SET PROBLEM 1: Please count the rows in the records that contain the string "line", and give only the number.

SELECTED TEXT:
-- Start --
The geology of the catchment consists mostly of quartzitic sandstone with thin layers of shale and conglomerate of the Table Mountain Sandstone. This geology forms the Table Mountain Group aquifer, a fractured rock aquifer with complex underground water pathways, which makes city-operated artificial recharge unfeasible in the area.

The long-term average runoff of the catchment was estimated to be 50 × 10^{6}m^{3} per annum. However, the flow has been significantly altered by the dams. According to a 2009 Department of Water and Sanitation study, the discharge at the Ecological Water Reserve (EWR) site in July 2009 was 0.42 m³/s, similar to the present-day average for that month (0.41 m³/s) but nearly double the 0.26 m³/s expected under natural, undammed conditions.

Most of the catchment lies within the boundaries of the City of Cape Town. The mean annual rainfall recorded at the dam between 1963 and 1981 was 984 mm, but it is higher in the upper reaches of the catchment, in the order of 2,000 mm per annum.

===Estuary===
The river mouth is a small valley cut into the narrow coastal strip, with steep rock shores and wave-rounded boulder beaches further inshore. Waves reach up the tidal part of the river, which faces the prevailing south-westerly swell, making it a high-energy coastline. The South African Environmental Observation Network reports that the Steenbras estuary shows a moderate degree of ecological degradation and has characteristics more aligned with a small fjord than a typical estuary.

==Water quality==
The water is generally slightly acidic and naturally stained brown by tannins from the fynbos vegetation. It has good taste and low suspended solids but is treated to neutralise the pH and remove the colour, partly for cosmetic reasons and partly to reduce corrosion in pipes. Despite the natural acidity and colour, the catchment maintains a high river health class (Class A). Ecological monitoring has confirmed the presence of sensitive taxa, such as net-winged midges (Blephariceridae), which have a maximum South African Scoring System (SASS) score of 15, indicating very high water quality.
-- End --
ENTRIES:
-- Start --
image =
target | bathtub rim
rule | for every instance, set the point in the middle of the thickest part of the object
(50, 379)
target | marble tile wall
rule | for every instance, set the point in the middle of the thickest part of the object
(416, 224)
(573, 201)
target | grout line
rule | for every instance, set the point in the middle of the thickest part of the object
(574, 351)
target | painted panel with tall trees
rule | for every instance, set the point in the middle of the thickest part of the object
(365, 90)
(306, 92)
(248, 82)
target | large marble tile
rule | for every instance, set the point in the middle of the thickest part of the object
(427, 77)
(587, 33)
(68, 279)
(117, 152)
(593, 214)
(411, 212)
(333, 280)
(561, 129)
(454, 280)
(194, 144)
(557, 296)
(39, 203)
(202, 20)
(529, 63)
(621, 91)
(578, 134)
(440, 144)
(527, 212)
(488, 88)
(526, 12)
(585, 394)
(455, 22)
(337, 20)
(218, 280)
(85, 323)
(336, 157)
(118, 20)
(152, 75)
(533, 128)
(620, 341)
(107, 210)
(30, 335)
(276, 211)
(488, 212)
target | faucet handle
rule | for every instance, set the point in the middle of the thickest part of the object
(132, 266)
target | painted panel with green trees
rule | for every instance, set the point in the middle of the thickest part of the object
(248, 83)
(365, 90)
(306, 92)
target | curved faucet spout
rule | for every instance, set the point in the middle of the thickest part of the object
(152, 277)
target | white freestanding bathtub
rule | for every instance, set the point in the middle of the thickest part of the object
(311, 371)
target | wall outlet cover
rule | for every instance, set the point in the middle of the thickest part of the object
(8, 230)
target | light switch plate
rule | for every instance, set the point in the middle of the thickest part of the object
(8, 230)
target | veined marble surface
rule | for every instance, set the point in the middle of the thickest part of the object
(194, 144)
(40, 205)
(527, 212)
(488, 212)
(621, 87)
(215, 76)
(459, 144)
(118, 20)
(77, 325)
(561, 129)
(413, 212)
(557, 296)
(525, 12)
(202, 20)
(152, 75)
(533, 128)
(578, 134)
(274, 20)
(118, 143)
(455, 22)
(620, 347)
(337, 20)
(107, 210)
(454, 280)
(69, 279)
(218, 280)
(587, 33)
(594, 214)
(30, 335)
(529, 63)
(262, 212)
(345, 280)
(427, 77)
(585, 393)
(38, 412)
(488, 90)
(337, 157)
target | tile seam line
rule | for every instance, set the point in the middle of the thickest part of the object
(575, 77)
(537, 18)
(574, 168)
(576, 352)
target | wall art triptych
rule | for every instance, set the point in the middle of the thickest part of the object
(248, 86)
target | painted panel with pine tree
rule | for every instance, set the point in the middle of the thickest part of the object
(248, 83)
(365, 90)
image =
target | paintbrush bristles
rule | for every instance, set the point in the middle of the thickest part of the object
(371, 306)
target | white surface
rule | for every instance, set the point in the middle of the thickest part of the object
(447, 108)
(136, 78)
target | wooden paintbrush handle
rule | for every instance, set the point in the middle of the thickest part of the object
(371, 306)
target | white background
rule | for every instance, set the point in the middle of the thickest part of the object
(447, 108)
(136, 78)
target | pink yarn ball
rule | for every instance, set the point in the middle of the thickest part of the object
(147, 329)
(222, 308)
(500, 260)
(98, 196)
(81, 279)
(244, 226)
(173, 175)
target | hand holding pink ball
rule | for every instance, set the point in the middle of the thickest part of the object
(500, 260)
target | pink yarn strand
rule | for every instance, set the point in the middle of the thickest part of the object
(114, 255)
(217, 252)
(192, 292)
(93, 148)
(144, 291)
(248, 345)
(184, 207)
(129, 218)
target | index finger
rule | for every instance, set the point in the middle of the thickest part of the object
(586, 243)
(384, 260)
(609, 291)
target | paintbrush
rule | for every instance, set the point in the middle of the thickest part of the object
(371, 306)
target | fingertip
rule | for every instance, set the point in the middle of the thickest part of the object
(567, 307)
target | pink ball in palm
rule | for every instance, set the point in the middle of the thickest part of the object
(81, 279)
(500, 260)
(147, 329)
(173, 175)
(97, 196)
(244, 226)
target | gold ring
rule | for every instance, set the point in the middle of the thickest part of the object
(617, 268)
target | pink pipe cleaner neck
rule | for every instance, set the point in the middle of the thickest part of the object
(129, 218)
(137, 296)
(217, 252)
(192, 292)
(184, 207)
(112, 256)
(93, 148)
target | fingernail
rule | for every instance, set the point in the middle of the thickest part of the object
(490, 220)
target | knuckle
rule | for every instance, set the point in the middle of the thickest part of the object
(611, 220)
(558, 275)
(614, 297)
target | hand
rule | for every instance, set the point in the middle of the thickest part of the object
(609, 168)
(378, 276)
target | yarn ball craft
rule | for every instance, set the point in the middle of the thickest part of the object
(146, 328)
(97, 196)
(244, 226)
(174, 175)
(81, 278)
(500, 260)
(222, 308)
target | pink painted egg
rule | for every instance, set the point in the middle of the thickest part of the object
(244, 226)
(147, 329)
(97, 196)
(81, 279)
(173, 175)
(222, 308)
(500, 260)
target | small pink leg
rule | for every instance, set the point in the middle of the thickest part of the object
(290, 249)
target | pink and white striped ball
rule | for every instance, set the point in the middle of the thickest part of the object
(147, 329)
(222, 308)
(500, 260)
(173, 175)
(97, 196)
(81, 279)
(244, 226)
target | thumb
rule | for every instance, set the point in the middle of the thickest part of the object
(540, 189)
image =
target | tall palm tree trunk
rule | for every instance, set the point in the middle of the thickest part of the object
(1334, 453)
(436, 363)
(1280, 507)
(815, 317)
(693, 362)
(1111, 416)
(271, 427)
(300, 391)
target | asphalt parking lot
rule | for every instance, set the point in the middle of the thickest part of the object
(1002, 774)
-- End --
SET PROBLEM 2: Using the catchment passage, decide whether each statement agrees with it, answering yes or no and quoting the deciding words: (a) The mean annual rainfall at the dam between 1963 and 1981 was 984 mm. (b) The July 2009 discharge at the EWR site was lower than the flow expected under natural conditions. (c) The water is left untreated because of its good taste.

EXERCISE RESULT 1: 2

EXERCISE RESULT 2:
(a) Yes: "The mean annual rainfall recorded at the dam between 1963 and 1981 was 984 mm"
(b) No: "nearly double the 0.26 m³/s expected under natural, undammed conditions"
(c) No: "is treated to neutralise the pH and remove the colour"